### À COMPLÉTER
a) Selon le texte cité, en quelle année l'association Femmes Ingénieurs a-t-elle été créée ?
b) Combien de lignes des rangées contiennent la chaîne « every » ? La casse compte ; indiquez seulement le nombre.

### TEXTE CITÉ
========
A l’heure où la France se
mobilise pour donner un avenir
à son industrie, nous avons
recueilli la vision d’une femme
qui, au travers de l’association
Femmes Ingénieurs, s’engage
en faveur de la mixité au sein
des entreprises… pour leur plus
grand profit.
Membre de la société des
Ingénieurs et scientifiques
de France (IESF), Femmes
Ingénieurs est une association à but
non lucratif (loi 1901) créée en 1982
pour encourager la mixité dans les
sciences et l’ingénierie. Partout en
France, cette association fait la promotion
des métiers d’ingénieur auprès
des jeunes filles dans le monde de
l’éducation et de l’enseignement supérieur
et elle assure aussi la promotion
des femmes ingénieurs et scientifiques
dans les conseils d’administration.
Dans l’Industrie du Futur, les
technologies de l’information
occupent une place prépondérante.
N’est-ce pas l’occasion
pour les femmes de trouver là,
des débouchés prometteurs
pour leur carrière ?
Ce que l’on observe dans l’industrie est
l‘exacte reproduction de ce qui existe
désormais dans la vie de tous les jours.
On veut que l’information soit disponible
immédiatement partout. Qu’elle
ne soit plus la propriété d’une machine
ou d’une personne mais au contraire,
un bien de la communauté qui soit
accessible à tout instant.
S’agissant des métiers liés au numérique,
on peut faire un premier constat. Dans
les années 70 et 80, on trouvait 20 % de
femmes dans les écoles d’ingénieurs en
informatique, alors qu’elles ne comptent
aujourd’hui que pour 11 % de leurs
effectifs. C’est caractéristique de notre
culture occidentale : cette industrie
ayant acquis ses lettres de noblesse, il y
a une tendance à pousser les hommes
vers ces métiers. Une résurgence de la
culture collective qui veut que l’homme
occupe les avant-postes.
========
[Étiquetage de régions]
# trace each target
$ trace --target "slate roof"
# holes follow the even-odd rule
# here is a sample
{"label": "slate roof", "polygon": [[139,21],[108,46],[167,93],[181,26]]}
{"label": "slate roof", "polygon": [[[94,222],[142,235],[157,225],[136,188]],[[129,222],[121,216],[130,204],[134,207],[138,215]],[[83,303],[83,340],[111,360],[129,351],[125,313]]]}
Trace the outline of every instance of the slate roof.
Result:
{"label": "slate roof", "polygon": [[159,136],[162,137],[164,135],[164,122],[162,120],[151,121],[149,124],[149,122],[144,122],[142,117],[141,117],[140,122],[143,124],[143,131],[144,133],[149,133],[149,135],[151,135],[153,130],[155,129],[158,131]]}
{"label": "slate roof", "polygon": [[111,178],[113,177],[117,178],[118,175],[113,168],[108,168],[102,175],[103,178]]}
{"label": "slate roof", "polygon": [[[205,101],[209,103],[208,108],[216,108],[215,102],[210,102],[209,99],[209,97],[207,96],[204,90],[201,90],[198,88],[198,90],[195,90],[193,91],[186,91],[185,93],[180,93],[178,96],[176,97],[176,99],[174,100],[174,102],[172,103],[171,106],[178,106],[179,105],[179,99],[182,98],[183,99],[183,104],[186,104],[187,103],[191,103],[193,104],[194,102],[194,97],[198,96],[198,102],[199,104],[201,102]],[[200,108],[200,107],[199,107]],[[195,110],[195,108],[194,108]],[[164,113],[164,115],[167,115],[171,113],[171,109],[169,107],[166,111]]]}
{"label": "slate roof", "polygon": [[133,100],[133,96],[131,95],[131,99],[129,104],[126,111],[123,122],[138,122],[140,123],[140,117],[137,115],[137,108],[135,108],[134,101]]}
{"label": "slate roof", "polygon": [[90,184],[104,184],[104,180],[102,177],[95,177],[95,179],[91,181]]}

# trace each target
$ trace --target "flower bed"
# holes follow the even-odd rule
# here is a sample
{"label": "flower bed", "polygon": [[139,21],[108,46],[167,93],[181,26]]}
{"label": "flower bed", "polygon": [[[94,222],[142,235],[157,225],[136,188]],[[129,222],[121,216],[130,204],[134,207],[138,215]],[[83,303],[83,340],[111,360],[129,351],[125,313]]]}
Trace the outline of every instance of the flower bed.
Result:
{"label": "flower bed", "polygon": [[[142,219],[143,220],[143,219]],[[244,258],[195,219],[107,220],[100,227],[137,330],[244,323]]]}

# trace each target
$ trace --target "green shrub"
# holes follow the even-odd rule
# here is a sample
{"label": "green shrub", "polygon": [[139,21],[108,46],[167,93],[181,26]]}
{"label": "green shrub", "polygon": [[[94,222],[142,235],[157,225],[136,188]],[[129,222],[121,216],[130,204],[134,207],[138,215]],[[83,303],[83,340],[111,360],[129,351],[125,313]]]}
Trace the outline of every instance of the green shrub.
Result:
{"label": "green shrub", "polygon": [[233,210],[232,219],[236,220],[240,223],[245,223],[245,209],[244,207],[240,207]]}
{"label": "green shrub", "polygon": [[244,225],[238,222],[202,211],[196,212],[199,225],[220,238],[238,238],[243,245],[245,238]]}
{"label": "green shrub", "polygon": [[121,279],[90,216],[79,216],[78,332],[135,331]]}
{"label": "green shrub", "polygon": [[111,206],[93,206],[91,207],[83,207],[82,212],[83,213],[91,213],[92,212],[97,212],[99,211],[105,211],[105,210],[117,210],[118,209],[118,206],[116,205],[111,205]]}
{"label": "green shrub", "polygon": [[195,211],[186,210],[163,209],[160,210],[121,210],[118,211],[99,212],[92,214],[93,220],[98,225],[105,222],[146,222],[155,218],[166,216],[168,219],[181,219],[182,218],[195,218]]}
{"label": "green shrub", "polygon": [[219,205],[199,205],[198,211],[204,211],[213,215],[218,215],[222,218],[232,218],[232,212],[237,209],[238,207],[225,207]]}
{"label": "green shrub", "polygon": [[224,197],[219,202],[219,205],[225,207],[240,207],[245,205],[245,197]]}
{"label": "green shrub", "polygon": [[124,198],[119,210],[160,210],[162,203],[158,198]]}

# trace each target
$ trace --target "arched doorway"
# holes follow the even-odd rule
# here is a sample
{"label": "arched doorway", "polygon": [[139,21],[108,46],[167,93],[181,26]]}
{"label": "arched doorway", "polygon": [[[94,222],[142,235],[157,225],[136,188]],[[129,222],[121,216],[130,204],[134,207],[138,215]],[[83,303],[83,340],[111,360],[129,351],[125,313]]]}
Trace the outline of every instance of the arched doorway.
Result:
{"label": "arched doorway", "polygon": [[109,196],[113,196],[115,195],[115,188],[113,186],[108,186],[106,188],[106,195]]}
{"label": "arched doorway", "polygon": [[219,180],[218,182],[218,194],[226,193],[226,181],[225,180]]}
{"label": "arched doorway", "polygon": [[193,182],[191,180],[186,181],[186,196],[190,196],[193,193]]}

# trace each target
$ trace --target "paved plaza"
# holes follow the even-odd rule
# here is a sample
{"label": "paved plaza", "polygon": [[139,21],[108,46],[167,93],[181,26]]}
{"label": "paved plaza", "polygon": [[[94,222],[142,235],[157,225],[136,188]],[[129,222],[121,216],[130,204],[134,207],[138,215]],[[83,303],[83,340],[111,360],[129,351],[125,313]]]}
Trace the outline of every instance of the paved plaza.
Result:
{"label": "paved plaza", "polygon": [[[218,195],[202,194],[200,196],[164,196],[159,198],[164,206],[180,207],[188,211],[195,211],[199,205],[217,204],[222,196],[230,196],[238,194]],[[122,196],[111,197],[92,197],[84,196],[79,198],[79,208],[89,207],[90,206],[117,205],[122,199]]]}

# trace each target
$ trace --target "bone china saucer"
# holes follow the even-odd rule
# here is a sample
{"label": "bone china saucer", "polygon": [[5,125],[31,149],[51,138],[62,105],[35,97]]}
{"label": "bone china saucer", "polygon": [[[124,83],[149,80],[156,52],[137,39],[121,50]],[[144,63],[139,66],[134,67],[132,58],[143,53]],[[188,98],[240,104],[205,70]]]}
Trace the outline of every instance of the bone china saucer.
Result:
========
### RÉPONSES CORRECTES
a) En 1982.

b) 6